任务 1
从下面的各行中摘出所有含有字符串“face”的行，区分大小写。

节选文本
整形转换为字符串,写了五种算法,并进行了性能分析:
1. 算法: 直接先求得长度,然后从左向右求得各位的大小
private static class Int2String1 implements Int2String {
public String int2String(int intValue) {
if (intValue == 0) {
return "0";
}
int length = 0;
boolean sign = false;
if (intValue < 0) {
intValue = -intValue;
sign = true;
length++;
}
int k = 1;
while (true) {
if (intValue >= k) {
length++;
k = k * 10;
} else {
break;
}
}
char[] holder = new char[length];
int start = 0;
if (sign) {
holder[0] = '-';
start = 1;
}
for (; start < length; ++start) {
int count = (length - start - 1);
int pow10 = 1;
for (int i = 0; i < count; i++) {
pow10 = pow10 * 10;
}
holder[start] = (char) ((intValue / Math.pow(10, count)) + '0');
intValue = intValue % pow10;
}
return new String(holder);
}
}
打印时间:
1the time is 12122, strValue = -100121312
2. 算法: 直接从右向左, 或者说低位到高位进行逐个插入。最后插入符号位
private static class Int2String2 implements Int2String {
public String int2String(int intValue) {
char[] str = new char[0];
boolean sign = false;
if (intValue == 0) {
return "0";
}
if (intValue < 0) {
sign = true;
intValue = -intValue;
}
while (true) {
int leftValue = intValue % 10;
char additionalChar = (char) (leftValue + '0');
char[] old = str;
str = new char[str.length + 1];
str[0] = additionalChar;
for (int i = 1; i < str.length; ++i) {
str[i] = old[i - 1];
}
intValue = intValue / 10;
if (intValue == 0) {
break;
}
}
if (sign) {
char[] old = str;
str = new char[str.length + 1];
str[0] = '-';
for (int i = 1; i < str.length; ++i) {
str[i] = old[i - 1];
}
}
return new String(str);
}
}
打印时间:
1the time is 3426, strValue = -100121312
3.算法:先斤算长度,计算长度时与10的倍数比较。再从右向左进行运算各位的值。

所给条目
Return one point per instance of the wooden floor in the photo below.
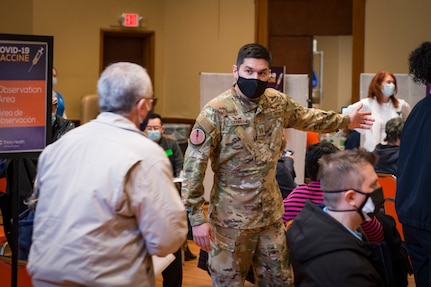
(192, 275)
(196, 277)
...
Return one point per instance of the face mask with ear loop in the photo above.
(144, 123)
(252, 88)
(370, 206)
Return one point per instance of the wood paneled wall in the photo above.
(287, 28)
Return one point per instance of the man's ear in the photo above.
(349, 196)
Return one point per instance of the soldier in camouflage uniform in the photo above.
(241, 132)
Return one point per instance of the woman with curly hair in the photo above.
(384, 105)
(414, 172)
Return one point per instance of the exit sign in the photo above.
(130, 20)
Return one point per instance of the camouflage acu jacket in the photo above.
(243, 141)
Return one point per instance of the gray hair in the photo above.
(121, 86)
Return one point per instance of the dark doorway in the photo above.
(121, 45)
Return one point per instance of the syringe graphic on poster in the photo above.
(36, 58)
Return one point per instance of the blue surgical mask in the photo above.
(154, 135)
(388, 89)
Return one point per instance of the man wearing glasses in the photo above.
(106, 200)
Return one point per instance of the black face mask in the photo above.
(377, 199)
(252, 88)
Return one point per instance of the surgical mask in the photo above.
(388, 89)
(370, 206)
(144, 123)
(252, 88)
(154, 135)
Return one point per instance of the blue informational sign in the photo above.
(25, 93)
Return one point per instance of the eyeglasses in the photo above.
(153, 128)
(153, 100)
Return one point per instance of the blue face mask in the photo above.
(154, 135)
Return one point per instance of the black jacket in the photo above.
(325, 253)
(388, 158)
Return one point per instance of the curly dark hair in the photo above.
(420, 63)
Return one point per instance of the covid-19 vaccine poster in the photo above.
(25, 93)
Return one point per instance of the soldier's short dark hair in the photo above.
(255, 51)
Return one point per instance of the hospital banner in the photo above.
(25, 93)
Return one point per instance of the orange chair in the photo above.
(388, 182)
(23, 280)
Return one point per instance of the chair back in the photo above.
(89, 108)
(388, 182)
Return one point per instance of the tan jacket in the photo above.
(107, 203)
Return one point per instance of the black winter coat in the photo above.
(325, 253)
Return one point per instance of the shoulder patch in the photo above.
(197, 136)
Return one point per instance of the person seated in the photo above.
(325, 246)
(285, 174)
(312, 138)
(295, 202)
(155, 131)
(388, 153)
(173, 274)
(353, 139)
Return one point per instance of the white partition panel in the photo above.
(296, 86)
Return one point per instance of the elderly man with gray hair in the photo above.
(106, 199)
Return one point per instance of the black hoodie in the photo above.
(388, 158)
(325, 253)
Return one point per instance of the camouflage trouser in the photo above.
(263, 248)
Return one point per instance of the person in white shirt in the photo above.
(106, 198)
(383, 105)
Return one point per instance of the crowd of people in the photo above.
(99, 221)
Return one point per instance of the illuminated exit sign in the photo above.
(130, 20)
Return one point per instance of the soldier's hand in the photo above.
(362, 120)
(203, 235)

任务 2
把上面那篇讲整数转字符串算法的文字从头到尾一字不差地复述一遍。

书面回答 1
Return one point per instance of the face mask with ear loop in the photo above.
Return one point per instance of the black face mask in the photo above.
Return one point per instance of the blue face mask in the photo above.

书面回答 2
整形转换为字符串,写了五种算法,并进行了性能分析:
1. 算法: 直接先求得长度,然后从左向右求得各位的大小
private static class Int2String1 implements Int2String {
public String int2String(int intValue) {
if (intValue == 0) {
return "0";
}
int length = 0;
boolean sign = false;
if (intValue < 0) {
intValue = -intValue;
sign = true;
length++;
}
int k = 1;
while (true) {
if (intValue >= k) {
length++;
k = k * 10;
} else {
break;
}
}
char[] holder = new char[length];
int start = 0;
if (sign) {
holder[0] = '-';
start = 1;
}
for (; start < length; ++start) {
int count = (length - start - 1);
int pow10 = 1;
for (int i = 0; i < count; i++) {
pow10 = pow10 * 10;
}
holder[start] = (char) ((intValue / Math.pow(10, count)) + '0');
intValue = intValue % pow10;
}
return new String(holder);
}
}
打印时间:
1the time is 12122, strValue = -100121312
2. 算法: 直接从右向左, 或者说低位到高位进行逐个插入。最后插入符号位
private static class Int2String2 implements Int2String {
public String int2String(int intValue) {
char[] str = new char[0];
boolean sign = false;
if (intValue == 0) {
return "0";
}
if (intValue < 0) {
sign = true;
intValue = -intValue;
}
while (true) {
int leftValue = intValue % 10;
char additionalChar = (char) (leftValue + '0');
char[] old = str;
str = new char[str.length + 1];
str[0] = additionalChar;
for (int i = 1; i < str.length; ++i) {
str[i] = old[i - 1];
}
intValue = intValue / 10;
if (intValue == 0) {
break;
}
}
if (sign) {
char[] old = str;
str = new char[str.length + 1];
str[0] = '-';
for (int i = 1; i < str.length; ++i) {
str[i] = old[i - 1];
}
}
return new String(str);
}
}
打印时间:
1the time is 3426, strValue = -100121312
3.算法:先斤算长度,计算长度时与10的倍数比较。再从右向左进行运算各位的值。